Region pointing data:

————

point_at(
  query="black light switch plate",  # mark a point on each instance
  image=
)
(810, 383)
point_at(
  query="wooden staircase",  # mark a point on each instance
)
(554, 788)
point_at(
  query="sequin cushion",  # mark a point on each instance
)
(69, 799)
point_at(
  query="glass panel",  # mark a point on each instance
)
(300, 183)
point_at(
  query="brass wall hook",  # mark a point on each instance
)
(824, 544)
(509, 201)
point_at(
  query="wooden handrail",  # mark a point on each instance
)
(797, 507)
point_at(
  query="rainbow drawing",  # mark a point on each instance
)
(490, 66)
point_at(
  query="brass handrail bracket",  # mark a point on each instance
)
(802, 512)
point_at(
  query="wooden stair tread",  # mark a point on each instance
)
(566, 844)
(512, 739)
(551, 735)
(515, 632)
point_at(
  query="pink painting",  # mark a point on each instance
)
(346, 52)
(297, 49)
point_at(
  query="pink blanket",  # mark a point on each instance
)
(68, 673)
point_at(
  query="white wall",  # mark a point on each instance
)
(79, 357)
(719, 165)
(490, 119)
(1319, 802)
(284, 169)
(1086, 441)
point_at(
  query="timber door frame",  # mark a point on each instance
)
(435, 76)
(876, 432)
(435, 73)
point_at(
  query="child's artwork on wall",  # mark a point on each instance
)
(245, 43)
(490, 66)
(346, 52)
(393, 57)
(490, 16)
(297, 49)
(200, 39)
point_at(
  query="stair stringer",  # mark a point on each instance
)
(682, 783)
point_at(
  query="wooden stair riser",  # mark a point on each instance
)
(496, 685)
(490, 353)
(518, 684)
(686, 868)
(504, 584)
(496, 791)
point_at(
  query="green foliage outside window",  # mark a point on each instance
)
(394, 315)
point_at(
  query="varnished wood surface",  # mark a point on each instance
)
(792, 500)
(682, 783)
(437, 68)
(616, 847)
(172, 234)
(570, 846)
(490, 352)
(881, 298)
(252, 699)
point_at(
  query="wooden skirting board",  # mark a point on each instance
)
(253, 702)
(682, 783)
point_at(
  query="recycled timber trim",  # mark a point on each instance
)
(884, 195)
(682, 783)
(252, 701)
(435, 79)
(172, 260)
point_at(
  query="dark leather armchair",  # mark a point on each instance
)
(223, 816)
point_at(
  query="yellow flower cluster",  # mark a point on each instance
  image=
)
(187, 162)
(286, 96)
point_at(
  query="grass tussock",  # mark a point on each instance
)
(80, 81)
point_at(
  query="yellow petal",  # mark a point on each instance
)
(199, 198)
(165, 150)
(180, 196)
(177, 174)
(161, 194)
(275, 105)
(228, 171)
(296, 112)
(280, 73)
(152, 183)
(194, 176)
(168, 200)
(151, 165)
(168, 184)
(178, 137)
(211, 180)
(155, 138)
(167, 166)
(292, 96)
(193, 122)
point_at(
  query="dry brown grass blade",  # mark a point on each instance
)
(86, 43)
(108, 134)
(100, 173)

————

**Assignment**
Report each line of the data in which "handrail" occurs.

**Answer below**
  query="wooden handrail",  # mark a point on each instance
  query="brass handrail bracket",  # mark a point on each instance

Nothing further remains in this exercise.